§ **TASK STATEMENT**: Extract every record, keeping each one exactly as it is.
---------------
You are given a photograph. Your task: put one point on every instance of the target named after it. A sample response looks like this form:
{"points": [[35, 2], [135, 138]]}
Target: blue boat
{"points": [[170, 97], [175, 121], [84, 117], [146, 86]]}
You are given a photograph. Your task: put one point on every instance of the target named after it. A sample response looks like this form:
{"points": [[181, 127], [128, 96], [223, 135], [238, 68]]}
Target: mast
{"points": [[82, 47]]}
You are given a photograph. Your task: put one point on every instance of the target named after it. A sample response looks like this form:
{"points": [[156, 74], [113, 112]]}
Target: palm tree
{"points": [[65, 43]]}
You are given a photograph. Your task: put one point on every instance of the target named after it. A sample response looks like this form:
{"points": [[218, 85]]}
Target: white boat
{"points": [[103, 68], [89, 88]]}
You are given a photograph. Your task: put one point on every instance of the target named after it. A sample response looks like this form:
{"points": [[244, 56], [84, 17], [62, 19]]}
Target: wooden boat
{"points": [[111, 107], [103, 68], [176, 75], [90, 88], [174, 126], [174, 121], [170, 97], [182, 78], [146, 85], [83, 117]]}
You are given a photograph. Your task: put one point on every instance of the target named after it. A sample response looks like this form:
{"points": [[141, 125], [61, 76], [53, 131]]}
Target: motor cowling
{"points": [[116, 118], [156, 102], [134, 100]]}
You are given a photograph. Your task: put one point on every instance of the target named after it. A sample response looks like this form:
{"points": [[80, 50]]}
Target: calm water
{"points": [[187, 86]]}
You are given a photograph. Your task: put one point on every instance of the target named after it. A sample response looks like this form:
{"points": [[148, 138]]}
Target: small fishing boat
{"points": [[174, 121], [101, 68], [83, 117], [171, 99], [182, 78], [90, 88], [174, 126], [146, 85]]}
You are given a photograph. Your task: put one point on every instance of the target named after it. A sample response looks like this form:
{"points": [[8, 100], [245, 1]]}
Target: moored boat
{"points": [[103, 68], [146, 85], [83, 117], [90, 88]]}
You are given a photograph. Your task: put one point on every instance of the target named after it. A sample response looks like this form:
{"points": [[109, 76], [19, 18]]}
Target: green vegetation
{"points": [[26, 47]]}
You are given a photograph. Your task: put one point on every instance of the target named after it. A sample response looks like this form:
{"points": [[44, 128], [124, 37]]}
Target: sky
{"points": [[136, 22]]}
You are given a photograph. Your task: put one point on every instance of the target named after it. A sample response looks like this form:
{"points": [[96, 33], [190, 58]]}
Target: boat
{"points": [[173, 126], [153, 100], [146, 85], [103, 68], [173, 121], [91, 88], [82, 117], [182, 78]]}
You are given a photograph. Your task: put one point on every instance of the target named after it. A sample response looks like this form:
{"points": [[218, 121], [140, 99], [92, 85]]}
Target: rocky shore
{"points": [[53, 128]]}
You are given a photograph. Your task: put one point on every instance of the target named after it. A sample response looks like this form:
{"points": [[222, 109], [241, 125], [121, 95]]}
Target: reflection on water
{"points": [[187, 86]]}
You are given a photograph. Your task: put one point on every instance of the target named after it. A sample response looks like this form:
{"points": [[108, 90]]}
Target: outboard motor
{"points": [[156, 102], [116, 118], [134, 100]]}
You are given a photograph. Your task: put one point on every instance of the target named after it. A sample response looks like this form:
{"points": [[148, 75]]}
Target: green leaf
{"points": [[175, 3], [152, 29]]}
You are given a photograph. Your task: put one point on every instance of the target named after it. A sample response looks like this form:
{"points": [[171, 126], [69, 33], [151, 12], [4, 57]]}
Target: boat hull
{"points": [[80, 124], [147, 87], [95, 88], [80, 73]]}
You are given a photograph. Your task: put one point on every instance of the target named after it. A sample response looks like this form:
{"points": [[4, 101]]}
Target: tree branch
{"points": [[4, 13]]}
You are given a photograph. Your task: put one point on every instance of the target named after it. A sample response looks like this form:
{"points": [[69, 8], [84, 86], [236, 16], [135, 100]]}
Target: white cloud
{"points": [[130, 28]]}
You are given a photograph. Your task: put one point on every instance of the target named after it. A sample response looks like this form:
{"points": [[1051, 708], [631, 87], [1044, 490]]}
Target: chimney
---------------
§ **TASK ANSWER**:
You are given a photograph. Your task: put one point on every instance of the target named after it. A sample response looks like this form:
{"points": [[35, 2], [135, 138]]}
Target: blue boat
{"points": [[170, 97], [175, 121], [84, 117], [146, 86]]}
You are given a photograph. Your task: put one point on every instance of the target named after it. A sample response looks like this form:
{"points": [[181, 127], [128, 96], [223, 135], [238, 68]]}
Target: mast
{"points": [[82, 47]]}
You are given a photograph. Your task: put one point on every instance of the target named after it. A sample response looks like this form:
{"points": [[156, 74], [113, 112]]}
Target: palm tree
{"points": [[65, 43]]}
You are given a photograph. Your task: put one point on every instance of the target named after it. A sample response looks like this form:
{"points": [[218, 85]]}
Target: white boat
{"points": [[103, 68], [89, 88]]}
You are given a photograph. Your task: put one point on every instance of the target named after it. A sample response looks like this form:
{"points": [[244, 56], [84, 17], [62, 19]]}
Target: wooden boat
{"points": [[111, 107], [103, 68], [176, 75], [90, 88], [174, 126], [174, 121], [170, 97], [182, 78], [146, 85], [83, 117]]}
You are given a photograph. Your task: put one point on every instance of the target named after it. A sample response looks like this form:
{"points": [[141, 125], [61, 76], [53, 131]]}
Target: motor cowling
{"points": [[116, 118], [156, 102], [134, 100]]}
You are given a photograph. Your task: put one point on every instance of the target named after it. A sample response looks like this form:
{"points": [[80, 50]]}
Target: calm water
{"points": [[187, 86]]}
You are given a photograph. Your task: put one point on every instance of the target named after it. A sample response looks like this form:
{"points": [[148, 138]]}
Target: small fishing boat
{"points": [[174, 121], [101, 68], [83, 117], [171, 99], [182, 78], [90, 88], [174, 126], [146, 85]]}
You are given a photograph. Your task: put one point on every instance of the target named after it. A sample response looks like this form:
{"points": [[8, 100], [245, 1]]}
Target: moored boat
{"points": [[103, 68], [146, 85], [83, 117], [90, 88]]}
You are given a photograph. Your task: put one point on every instance of the target named after it. A sample response looks like this form:
{"points": [[109, 76], [19, 18]]}
Target: green vegetation
{"points": [[26, 47]]}
You are given a photograph. Your task: put one point on every instance of the target named after it. A sample response looks like this form:
{"points": [[44, 128], [124, 37]]}
Target: sky
{"points": [[136, 22]]}
You are given a photograph. Your task: put one point on every instance of the target named after it. A sample response looks like this form:
{"points": [[96, 33], [190, 58]]}
Target: boat
{"points": [[173, 126], [153, 100], [146, 85], [103, 68], [173, 121], [91, 88], [82, 117], [182, 78]]}
You are given a photograph. Your task: put one point on every instance of the target named after it. A sample response looks like this form:
{"points": [[218, 121], [140, 99], [92, 85]]}
Target: rocky shore
{"points": [[53, 128]]}
You are given a photograph. Your task: put one point on every instance of the target named after it. A sample response looks like this form:
{"points": [[222, 109], [241, 125], [121, 95]]}
Target: reflection on water
{"points": [[187, 86]]}
You are given a photograph. Your task: put one point on every instance of the target named after it. A sample response looks like this form:
{"points": [[108, 90]]}
Target: outboard motor
{"points": [[156, 102], [116, 118], [134, 100]]}
You are given a photograph. Your task: put one point on every instance of the target named after it. A sample response looks like this form:
{"points": [[148, 75]]}
Target: green leaf
{"points": [[175, 3], [152, 29]]}
You are given a photograph. Your task: put one point on every instance of the target named after it. A sample response looks like this form:
{"points": [[171, 126], [69, 33], [151, 12], [4, 57]]}
Target: boat hull
{"points": [[80, 124], [147, 87], [95, 88], [80, 73]]}
You are given a photograph. Your task: put one point on every instance of the target named after it. A sample response looks like this form:
{"points": [[4, 101]]}
Target: tree branch
{"points": [[4, 13]]}
You are given a photograph. Your task: put one point on every instance of the target named after it. A sample response looks like this form:
{"points": [[69, 8], [84, 86], [236, 16], [135, 100]]}
Target: white cloud
{"points": [[130, 28]]}
You are given a photograph. Your task: put one point on every instance of the target named after it. A sample response looks like this form:
{"points": [[1051, 708], [631, 87], [1044, 490]]}
Target: chimney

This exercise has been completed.